Labeled-object pointing entries
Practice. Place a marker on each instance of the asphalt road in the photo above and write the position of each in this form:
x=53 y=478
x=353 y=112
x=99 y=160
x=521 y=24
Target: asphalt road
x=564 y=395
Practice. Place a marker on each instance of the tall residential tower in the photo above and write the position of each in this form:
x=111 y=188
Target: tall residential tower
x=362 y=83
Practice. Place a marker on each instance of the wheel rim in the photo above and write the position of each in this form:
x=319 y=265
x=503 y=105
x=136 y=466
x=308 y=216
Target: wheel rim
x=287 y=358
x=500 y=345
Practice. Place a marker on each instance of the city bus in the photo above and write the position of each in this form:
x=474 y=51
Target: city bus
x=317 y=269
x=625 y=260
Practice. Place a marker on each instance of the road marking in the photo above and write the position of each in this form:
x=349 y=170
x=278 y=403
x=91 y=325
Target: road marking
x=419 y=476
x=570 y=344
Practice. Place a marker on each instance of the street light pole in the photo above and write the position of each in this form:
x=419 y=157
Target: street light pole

YOUR OBJECTIVE
Rewrite the records above as a Markdown table with the columns Row and Line, numbering each row and leaving out blank lines. Include only the lines from the one containing "Practice. Place a marker on each instance of the street" through the end of the records, inclusive.

SOLUTION BELOW
| Row | Line |
|---|---|
| 1 | Practice. Place a marker on each instance of the street light pole in the photo above and write the position of each in this form: |
| 2 | x=419 y=157 |
| 3 | Target: street light pole |